▶ _What the task asks_
Collect every line in the entries below that contains the word "blue", copying each one in full.

┌─ Exercise input

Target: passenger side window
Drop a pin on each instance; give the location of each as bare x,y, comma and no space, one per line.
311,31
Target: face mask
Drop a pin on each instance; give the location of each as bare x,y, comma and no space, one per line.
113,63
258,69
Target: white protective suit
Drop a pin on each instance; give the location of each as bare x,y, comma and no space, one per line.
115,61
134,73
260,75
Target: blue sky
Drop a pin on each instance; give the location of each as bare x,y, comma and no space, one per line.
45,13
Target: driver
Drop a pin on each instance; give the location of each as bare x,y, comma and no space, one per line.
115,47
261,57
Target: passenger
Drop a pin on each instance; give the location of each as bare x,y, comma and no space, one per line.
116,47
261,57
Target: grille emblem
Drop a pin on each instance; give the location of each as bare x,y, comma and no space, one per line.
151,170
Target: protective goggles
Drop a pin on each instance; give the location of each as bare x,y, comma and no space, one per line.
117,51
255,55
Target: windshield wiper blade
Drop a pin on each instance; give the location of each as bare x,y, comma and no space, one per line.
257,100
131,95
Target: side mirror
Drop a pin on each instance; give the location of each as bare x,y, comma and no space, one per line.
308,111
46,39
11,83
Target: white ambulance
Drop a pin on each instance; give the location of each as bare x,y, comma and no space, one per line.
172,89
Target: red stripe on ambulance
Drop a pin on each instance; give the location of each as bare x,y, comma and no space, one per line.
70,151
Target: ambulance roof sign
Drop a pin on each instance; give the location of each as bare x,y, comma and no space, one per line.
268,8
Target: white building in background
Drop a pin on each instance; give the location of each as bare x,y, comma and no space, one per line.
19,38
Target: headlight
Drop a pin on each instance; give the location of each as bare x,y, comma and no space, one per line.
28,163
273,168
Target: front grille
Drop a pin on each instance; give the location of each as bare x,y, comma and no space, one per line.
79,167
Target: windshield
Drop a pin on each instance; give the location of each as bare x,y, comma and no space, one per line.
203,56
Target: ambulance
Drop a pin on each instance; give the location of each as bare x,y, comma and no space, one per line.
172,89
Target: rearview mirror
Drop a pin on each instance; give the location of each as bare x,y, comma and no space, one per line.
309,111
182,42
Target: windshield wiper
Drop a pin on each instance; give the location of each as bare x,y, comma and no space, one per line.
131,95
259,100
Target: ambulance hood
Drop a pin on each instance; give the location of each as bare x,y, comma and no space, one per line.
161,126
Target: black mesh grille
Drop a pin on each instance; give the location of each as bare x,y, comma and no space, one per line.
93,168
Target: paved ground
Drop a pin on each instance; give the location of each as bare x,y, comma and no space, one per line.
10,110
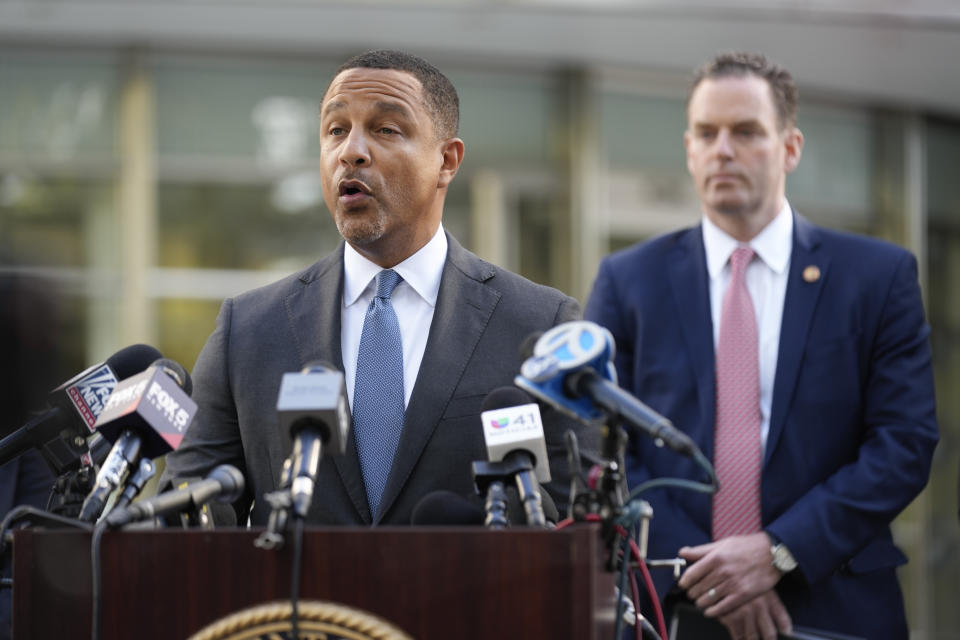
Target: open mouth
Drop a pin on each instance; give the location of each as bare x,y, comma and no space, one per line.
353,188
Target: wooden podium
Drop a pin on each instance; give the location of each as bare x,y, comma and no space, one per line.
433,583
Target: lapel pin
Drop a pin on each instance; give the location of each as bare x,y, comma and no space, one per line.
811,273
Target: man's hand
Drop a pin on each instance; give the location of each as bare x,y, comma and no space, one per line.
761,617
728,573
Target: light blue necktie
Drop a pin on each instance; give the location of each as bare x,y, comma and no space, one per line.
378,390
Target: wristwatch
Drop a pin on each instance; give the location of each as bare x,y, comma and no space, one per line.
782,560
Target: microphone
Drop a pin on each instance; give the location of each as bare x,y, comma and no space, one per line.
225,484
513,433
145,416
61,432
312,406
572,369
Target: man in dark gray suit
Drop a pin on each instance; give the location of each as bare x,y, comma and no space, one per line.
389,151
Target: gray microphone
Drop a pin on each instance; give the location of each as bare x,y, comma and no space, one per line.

└─
┌─ Exercise input

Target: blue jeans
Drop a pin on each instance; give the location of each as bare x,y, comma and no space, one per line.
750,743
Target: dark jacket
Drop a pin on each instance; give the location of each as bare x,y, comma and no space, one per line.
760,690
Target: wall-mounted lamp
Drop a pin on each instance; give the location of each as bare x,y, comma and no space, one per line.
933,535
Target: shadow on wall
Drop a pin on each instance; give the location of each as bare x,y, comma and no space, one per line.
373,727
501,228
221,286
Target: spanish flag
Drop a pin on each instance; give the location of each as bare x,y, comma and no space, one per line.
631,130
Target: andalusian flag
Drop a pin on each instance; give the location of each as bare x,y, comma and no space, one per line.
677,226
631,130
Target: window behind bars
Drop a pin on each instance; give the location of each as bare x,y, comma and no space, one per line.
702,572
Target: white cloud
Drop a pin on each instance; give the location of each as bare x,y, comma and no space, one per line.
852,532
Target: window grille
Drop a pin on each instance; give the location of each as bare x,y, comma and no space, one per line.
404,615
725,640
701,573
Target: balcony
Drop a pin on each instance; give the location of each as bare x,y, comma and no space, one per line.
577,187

└─

▶ _Solution_
Target: blue sky
Target: light blue necktie
Target: blue jeans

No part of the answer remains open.